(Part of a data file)
'''

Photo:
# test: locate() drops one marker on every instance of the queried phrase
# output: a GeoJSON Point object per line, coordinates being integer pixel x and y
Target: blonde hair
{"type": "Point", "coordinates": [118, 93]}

'''

Put each line of the listing above into a JSON list of strings, one string per line, and leave out any blank lines.

* _OUTPUT BELOW_
[
  "Photo:",
  "# test: locate() drops one marker on every instance of the queried phrase",
  "# output: a GeoJSON Point object per line, coordinates being integer pixel x and y",
  "Target: blonde hair",
  "{\"type\": \"Point\", \"coordinates\": [118, 93]}"
]